- Excerpted text:
-*-
Generic Resource Type Classifier - LoRA Fine-tuned Qwen2.5-7B
A LoRA fine-tuned version of Qwen2.5-7B-Instruct for classifying academic metadata into 32 specific resource types. This model was developed as part of the COMET enrichment and curation workflow to improve generic resource type classification for ~25 million works currently classified only as "Text" in DataCite metadata.
Model Details
Model Description
This model classifies DataCite metadata records into granular resource types (e.g., JournalArticle, Preprint, Report, BookChapter, Dissertation) rather than the generic "Text" classification. It uses LoRA (Low-Rank Adaptation) fine-tuning on Qwen2.5-7B-Instruct to efficiently adapt the model for this specialized classification task.
- Developed by: COMET Metadata Team
- Model type: Text Classification (Resource Type)
- Language(s): English
- License: Apache 2.0
- Finetuned from model: Qwen/Qwen2.5-7B-Instruct
- Fine-tuning method: LoRA (Low-Rank Adaptation)
-*-
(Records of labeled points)
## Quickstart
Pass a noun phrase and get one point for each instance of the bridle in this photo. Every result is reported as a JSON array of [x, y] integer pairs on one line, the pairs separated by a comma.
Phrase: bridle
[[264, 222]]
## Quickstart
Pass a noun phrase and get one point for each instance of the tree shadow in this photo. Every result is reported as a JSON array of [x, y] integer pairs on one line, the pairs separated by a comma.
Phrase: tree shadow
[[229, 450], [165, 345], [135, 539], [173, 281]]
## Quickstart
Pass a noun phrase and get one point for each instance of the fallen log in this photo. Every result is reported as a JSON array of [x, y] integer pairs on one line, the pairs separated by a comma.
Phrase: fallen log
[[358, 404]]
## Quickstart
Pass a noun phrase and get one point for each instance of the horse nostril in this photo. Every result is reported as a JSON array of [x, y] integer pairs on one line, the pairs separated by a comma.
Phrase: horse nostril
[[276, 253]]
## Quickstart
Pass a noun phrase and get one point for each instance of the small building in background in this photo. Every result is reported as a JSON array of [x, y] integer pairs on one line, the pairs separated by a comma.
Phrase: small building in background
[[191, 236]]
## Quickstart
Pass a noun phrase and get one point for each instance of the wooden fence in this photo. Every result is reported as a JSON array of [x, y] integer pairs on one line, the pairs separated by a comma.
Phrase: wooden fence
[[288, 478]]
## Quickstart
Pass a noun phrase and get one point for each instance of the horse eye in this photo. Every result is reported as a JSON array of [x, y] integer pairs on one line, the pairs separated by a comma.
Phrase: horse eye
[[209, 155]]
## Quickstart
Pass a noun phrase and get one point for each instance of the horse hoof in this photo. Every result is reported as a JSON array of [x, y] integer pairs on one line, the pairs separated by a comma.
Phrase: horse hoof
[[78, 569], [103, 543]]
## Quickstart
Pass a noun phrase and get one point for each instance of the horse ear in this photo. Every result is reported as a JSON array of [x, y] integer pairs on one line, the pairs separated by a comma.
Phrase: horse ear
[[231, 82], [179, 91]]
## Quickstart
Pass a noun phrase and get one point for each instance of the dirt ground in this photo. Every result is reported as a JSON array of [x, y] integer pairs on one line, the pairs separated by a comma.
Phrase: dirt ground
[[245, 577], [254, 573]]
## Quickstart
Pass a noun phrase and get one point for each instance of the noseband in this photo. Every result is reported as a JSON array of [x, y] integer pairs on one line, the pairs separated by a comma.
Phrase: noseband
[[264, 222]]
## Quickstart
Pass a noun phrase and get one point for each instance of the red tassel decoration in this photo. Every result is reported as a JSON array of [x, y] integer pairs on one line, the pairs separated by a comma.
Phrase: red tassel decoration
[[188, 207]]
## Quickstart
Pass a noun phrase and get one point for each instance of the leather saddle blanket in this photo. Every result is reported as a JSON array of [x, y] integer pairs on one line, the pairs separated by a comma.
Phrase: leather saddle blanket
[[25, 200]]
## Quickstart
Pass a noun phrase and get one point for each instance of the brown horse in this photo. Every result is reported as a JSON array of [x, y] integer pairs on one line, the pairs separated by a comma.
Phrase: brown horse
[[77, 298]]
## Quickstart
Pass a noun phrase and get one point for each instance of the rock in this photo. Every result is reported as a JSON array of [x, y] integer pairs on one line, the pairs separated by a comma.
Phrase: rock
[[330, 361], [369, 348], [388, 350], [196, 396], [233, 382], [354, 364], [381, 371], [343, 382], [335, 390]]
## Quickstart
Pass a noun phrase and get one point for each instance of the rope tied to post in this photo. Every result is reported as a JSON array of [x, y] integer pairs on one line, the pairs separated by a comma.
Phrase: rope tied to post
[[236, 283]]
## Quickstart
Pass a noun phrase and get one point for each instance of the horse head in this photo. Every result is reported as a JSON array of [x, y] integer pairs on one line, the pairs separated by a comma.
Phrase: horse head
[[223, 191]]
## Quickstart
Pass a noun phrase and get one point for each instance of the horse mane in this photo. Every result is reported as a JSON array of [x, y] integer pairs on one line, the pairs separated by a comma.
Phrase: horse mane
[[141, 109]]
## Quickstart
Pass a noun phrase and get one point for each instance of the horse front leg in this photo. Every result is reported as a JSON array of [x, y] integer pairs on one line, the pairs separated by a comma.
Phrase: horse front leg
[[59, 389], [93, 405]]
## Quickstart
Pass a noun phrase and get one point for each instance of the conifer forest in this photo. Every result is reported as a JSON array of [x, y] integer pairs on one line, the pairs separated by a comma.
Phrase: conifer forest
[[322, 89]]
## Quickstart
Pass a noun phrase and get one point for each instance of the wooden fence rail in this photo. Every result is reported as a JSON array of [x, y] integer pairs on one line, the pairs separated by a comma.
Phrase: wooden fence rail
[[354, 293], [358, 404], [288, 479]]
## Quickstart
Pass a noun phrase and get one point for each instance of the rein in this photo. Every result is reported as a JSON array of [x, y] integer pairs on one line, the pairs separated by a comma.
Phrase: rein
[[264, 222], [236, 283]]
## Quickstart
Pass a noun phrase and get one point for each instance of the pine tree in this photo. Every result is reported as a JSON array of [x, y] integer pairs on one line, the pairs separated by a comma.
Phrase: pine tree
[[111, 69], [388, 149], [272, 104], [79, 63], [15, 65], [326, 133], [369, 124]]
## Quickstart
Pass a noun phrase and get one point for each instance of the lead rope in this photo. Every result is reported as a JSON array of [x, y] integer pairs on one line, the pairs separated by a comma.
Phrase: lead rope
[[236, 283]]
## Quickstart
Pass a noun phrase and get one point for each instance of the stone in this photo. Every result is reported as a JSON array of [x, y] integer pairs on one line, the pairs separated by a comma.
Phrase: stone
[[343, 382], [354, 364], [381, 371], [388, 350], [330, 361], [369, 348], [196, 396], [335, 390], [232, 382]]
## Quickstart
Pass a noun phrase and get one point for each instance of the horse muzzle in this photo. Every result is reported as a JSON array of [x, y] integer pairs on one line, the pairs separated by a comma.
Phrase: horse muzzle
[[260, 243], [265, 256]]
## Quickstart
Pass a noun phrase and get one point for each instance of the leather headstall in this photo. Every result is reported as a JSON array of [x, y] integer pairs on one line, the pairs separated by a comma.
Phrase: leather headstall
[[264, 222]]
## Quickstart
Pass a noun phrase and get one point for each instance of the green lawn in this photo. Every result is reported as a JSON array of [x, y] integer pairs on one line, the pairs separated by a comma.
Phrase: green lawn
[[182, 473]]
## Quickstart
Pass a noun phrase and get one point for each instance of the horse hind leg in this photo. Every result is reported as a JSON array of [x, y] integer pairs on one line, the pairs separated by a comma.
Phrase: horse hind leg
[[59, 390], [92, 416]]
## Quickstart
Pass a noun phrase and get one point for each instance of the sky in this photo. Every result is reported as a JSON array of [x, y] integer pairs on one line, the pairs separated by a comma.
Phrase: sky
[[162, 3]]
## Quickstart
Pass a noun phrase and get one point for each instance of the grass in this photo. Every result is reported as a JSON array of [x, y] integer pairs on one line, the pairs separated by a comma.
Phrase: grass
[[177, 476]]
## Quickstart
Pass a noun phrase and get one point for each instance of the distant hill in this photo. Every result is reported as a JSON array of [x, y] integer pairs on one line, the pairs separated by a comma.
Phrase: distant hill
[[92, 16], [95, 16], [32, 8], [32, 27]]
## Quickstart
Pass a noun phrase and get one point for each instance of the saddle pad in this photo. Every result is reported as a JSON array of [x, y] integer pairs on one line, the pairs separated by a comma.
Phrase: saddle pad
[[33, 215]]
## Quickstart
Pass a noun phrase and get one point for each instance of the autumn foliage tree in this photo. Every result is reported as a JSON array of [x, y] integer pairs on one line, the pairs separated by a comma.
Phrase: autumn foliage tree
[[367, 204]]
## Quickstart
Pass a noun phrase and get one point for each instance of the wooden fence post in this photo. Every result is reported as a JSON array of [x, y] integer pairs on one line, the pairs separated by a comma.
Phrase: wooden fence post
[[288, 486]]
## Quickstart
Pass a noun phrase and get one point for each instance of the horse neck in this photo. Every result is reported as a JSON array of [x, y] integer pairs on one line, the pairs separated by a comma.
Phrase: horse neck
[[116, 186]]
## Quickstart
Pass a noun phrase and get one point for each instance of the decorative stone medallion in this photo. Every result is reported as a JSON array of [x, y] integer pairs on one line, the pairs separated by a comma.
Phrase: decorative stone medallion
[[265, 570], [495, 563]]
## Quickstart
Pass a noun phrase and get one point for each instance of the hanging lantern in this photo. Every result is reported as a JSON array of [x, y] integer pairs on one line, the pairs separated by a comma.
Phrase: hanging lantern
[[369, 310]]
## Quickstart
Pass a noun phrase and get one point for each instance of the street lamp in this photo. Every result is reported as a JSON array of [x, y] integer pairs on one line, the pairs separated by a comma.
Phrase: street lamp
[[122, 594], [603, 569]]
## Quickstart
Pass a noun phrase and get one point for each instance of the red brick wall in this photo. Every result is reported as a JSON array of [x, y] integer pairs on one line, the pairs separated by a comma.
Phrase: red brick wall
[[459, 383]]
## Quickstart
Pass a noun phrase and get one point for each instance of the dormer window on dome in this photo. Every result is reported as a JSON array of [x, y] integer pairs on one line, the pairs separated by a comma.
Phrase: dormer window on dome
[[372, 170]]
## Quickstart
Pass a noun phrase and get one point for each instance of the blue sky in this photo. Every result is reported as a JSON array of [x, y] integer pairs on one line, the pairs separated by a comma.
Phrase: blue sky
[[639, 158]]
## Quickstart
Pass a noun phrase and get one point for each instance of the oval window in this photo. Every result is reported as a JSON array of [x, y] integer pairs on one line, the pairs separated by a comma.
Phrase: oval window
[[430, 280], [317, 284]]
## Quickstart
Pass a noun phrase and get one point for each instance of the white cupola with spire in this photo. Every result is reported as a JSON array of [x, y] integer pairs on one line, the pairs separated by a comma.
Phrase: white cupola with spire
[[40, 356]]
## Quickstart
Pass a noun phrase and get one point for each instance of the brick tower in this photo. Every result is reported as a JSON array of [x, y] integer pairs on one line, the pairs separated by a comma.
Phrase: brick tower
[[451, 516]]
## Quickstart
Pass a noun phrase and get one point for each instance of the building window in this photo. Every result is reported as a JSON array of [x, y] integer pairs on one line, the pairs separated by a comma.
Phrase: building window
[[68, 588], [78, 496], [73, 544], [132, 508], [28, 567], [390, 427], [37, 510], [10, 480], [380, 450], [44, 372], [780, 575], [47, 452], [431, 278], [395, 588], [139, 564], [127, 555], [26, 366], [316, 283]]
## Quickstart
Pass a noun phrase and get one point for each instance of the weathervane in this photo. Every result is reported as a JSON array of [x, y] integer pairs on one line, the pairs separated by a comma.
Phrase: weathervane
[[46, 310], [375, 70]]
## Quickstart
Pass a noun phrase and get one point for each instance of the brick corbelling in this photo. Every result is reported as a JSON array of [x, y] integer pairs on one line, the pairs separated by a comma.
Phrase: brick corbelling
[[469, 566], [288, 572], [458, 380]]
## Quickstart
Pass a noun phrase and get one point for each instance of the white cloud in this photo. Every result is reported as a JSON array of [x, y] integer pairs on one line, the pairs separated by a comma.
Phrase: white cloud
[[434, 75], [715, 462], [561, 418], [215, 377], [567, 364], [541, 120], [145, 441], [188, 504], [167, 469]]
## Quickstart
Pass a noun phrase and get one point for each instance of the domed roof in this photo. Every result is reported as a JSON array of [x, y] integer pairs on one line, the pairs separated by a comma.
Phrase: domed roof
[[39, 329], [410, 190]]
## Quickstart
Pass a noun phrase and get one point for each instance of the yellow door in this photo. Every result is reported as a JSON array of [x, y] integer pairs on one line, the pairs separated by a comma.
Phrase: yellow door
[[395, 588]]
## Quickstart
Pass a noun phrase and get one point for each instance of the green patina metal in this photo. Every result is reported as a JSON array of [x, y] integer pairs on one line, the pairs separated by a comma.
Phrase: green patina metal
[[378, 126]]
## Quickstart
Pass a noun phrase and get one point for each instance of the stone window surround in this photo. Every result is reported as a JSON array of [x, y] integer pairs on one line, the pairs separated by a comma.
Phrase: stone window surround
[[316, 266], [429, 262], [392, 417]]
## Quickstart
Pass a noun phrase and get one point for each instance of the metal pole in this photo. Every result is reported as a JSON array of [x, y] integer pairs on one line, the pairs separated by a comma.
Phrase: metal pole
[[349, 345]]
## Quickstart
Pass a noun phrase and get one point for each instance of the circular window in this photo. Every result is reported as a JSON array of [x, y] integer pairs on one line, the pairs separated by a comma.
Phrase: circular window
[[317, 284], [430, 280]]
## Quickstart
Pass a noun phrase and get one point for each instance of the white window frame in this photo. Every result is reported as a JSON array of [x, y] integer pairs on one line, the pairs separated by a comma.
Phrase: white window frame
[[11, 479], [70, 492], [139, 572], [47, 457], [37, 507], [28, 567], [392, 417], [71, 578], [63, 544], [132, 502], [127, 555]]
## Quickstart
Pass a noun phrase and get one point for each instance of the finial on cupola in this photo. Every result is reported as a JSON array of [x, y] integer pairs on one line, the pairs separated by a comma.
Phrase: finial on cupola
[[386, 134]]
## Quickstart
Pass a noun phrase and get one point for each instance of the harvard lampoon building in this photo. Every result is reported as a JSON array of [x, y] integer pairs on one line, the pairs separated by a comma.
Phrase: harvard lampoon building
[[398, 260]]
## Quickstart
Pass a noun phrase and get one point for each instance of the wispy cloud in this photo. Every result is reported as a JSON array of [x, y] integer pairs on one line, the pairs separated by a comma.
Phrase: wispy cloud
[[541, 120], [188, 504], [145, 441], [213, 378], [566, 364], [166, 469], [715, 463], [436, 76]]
-*-
- Direction:
According to the resource type classifier description, how many works classified only as "Text" in DataCite metadata is the model meant to help reclassify?

- Worked solution:
About 25 million works.